Stated problem >> Report how many lines in the entries below contain the string "sign", treating uppercase and lowercase letters as different, and give only that number.

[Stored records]
>>>>>

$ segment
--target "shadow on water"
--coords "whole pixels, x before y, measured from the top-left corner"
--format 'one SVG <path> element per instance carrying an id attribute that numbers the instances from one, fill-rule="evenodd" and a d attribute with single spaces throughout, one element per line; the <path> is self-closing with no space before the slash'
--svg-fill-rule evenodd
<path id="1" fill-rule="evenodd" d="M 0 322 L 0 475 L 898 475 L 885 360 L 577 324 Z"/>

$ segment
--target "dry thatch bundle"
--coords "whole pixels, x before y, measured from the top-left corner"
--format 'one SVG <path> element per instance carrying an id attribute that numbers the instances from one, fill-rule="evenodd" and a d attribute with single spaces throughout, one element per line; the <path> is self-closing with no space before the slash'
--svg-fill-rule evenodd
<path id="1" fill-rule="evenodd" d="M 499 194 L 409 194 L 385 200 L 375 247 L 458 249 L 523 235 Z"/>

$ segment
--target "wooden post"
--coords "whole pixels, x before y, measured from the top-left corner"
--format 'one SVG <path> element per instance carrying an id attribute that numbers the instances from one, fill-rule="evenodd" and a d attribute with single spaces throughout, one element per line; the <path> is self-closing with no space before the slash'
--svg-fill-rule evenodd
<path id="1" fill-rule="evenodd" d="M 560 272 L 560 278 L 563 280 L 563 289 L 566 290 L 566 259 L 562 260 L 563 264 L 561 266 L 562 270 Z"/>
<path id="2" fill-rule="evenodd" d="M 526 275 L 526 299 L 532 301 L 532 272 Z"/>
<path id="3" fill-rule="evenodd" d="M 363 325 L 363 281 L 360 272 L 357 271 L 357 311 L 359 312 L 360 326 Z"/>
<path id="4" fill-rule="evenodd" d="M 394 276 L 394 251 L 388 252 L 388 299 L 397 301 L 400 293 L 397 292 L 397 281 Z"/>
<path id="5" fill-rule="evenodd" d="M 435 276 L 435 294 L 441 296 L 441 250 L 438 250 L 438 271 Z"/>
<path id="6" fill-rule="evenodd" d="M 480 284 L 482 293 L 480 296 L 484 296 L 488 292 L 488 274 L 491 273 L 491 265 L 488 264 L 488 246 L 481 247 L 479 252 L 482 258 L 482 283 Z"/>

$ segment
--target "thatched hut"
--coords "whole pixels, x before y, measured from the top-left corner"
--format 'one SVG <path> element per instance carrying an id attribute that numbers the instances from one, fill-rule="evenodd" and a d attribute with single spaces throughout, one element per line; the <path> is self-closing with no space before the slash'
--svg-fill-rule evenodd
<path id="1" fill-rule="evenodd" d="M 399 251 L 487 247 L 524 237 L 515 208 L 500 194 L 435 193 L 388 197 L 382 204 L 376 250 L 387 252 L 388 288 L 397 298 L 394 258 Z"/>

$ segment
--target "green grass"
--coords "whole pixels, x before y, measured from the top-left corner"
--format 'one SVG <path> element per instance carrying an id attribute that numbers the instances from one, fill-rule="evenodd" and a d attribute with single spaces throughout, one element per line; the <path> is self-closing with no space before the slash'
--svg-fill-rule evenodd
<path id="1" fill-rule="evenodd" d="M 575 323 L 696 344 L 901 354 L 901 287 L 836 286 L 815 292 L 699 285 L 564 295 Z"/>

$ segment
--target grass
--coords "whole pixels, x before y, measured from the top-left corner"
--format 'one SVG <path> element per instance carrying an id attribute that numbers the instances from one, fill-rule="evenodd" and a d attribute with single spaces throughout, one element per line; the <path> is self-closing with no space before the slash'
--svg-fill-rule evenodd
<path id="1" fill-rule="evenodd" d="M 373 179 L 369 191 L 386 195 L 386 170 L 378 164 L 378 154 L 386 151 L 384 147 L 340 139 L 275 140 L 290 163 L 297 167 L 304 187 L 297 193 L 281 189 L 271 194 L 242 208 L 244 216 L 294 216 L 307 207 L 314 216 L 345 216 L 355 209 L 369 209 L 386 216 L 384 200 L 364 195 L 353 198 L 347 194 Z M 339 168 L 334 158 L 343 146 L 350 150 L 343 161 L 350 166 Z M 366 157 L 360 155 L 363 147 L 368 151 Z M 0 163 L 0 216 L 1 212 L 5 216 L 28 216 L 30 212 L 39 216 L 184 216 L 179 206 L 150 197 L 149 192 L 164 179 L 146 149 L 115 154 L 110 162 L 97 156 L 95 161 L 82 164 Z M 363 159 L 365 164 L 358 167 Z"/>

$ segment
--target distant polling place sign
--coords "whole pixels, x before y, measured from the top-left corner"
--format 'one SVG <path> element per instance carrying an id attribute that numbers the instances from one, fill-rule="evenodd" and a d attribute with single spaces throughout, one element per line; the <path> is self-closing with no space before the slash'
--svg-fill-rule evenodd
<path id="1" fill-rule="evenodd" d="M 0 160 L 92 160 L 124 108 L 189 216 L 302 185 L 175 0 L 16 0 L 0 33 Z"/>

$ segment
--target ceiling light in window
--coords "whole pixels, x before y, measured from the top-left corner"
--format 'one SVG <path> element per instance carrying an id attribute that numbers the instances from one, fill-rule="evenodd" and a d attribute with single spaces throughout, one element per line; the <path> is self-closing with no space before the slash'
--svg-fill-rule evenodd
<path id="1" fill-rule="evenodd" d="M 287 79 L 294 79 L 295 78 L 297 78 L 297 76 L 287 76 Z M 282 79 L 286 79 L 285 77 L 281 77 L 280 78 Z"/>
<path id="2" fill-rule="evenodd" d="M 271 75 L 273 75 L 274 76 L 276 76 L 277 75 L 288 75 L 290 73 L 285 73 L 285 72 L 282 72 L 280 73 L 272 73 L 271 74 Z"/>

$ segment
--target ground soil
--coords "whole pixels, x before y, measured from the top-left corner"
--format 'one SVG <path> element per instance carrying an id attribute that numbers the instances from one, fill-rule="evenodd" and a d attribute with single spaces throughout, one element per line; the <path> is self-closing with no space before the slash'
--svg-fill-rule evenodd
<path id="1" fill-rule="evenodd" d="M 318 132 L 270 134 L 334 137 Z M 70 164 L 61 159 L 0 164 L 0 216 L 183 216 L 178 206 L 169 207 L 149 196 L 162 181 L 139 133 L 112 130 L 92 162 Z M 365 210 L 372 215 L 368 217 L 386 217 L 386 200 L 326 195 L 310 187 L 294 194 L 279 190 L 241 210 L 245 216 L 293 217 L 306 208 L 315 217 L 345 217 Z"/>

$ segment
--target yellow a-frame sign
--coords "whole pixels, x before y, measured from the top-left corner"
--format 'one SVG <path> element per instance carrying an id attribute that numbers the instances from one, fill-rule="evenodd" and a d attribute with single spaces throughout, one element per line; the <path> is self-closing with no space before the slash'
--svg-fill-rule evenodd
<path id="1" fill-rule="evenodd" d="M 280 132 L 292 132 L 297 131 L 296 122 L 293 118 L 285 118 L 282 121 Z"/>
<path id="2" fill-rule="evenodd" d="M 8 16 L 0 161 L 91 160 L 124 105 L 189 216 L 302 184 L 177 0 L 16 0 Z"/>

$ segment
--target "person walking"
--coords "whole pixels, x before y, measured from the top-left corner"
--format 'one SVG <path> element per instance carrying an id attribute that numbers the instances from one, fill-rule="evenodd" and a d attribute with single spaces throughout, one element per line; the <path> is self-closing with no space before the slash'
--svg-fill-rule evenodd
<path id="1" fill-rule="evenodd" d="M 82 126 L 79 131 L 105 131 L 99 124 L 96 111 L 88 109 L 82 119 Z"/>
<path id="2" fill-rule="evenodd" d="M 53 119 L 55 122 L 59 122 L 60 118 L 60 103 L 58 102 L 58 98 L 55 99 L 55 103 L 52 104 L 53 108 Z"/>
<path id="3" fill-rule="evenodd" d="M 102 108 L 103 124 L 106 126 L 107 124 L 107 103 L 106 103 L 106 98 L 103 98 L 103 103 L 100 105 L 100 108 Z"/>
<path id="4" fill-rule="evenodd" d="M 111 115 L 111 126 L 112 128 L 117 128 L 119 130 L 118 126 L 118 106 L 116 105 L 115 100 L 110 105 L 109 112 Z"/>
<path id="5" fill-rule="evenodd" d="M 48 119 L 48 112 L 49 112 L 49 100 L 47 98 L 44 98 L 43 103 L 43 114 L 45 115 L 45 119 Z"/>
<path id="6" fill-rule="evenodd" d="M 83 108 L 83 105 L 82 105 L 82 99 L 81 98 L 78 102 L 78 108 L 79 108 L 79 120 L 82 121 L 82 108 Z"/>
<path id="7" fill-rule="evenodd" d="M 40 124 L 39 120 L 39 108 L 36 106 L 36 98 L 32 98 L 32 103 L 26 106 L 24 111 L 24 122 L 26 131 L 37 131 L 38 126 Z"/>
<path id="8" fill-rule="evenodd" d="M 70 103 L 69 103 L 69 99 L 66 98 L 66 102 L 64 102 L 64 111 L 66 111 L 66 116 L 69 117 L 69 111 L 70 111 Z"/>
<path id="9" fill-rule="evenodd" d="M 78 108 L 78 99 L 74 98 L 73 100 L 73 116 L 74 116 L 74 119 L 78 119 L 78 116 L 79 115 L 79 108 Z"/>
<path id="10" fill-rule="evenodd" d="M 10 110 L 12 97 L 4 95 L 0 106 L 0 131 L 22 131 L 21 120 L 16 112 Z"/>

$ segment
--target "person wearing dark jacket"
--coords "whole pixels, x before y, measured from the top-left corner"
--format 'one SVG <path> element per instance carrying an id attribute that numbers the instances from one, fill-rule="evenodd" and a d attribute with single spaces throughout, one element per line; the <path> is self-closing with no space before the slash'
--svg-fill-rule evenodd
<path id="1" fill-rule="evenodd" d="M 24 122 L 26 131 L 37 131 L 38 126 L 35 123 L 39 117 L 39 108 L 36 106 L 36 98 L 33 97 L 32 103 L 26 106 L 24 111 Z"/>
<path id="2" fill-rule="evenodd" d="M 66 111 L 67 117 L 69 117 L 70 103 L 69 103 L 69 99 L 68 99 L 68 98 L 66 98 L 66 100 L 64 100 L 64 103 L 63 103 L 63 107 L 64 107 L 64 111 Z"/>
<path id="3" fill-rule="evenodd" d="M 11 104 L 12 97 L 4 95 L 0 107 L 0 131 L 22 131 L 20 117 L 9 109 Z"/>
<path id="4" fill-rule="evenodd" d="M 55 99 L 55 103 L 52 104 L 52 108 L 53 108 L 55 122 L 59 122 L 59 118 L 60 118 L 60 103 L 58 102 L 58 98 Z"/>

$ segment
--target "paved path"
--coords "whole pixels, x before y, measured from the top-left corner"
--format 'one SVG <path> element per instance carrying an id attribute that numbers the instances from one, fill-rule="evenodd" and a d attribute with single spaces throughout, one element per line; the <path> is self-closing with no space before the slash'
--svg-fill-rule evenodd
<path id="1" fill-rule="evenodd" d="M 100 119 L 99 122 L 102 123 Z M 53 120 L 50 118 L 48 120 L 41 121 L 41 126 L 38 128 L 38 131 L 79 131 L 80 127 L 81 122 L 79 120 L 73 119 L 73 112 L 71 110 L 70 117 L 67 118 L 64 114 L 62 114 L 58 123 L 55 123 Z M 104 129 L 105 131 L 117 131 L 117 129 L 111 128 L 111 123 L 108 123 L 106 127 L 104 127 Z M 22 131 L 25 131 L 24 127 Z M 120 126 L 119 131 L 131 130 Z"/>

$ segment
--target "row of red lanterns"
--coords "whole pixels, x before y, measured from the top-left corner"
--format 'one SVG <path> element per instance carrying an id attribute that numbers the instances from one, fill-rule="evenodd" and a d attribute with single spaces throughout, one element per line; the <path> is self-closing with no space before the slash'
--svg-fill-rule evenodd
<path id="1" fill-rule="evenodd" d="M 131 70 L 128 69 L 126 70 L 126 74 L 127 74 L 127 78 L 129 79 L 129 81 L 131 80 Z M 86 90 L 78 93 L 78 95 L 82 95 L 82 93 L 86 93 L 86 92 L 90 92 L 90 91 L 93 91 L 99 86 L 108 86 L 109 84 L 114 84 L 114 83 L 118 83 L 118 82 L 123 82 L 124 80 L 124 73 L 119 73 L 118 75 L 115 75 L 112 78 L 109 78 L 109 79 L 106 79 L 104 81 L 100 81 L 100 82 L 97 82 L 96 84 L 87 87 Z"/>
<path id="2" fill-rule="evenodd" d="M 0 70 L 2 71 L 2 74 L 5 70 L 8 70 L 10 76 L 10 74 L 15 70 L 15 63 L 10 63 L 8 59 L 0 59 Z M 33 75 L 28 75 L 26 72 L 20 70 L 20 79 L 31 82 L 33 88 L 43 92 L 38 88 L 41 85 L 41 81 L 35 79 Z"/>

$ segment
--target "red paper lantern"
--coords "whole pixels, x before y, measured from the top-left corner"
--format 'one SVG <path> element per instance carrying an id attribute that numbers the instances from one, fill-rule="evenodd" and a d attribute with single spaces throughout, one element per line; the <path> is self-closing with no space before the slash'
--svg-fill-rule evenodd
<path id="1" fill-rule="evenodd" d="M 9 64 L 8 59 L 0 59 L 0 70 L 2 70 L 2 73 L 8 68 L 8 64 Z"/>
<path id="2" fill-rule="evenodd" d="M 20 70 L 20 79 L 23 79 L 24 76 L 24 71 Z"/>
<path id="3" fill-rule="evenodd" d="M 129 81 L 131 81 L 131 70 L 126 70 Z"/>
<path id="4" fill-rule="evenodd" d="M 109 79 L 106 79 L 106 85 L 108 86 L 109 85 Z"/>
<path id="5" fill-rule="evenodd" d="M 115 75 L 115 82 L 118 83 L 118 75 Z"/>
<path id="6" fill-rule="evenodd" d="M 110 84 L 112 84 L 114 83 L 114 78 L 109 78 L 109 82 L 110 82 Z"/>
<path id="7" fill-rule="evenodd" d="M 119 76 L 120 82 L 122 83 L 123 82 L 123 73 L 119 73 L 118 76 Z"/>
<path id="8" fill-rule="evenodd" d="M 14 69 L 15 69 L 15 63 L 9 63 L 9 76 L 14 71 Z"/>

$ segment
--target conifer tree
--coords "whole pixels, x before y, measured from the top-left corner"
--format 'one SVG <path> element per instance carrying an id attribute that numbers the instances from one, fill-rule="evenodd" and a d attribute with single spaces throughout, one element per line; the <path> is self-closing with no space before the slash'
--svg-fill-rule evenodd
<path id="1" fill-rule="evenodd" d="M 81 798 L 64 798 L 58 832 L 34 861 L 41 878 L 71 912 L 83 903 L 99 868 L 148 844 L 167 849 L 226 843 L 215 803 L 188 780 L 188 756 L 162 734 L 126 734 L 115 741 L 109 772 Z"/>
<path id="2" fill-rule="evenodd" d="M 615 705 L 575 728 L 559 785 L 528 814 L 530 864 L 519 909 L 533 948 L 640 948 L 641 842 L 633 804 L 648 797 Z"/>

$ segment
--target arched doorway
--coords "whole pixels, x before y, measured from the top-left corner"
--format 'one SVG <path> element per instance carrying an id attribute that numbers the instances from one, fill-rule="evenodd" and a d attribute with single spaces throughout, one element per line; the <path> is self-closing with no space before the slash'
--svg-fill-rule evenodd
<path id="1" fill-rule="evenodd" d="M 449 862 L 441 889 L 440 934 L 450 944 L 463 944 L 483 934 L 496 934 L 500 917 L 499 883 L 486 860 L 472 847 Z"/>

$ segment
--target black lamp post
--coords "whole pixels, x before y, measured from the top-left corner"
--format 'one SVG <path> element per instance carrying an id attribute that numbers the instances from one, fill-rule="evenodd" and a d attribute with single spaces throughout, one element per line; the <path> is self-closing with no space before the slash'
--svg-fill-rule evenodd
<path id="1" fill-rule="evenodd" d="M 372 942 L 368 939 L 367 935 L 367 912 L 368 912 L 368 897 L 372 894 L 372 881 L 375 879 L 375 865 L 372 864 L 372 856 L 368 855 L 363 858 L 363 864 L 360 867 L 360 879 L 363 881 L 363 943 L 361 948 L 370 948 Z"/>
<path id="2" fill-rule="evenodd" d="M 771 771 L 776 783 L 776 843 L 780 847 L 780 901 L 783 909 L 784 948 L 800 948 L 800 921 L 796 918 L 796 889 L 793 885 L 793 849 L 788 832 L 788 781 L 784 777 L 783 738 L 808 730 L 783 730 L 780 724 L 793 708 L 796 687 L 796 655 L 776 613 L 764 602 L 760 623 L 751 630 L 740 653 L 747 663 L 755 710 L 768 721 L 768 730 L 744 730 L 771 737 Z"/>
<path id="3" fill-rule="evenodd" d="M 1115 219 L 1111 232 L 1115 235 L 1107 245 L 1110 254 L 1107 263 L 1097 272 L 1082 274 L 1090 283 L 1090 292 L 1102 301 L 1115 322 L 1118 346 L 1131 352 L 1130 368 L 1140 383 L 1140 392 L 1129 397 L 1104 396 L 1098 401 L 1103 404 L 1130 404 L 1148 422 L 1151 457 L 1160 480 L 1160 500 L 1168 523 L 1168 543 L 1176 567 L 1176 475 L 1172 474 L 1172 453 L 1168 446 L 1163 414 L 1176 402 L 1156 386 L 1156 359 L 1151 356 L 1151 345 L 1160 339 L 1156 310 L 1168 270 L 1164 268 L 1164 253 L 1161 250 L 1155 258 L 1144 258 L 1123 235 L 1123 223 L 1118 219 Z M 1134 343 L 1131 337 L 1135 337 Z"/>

<<<<<

Task output >> 2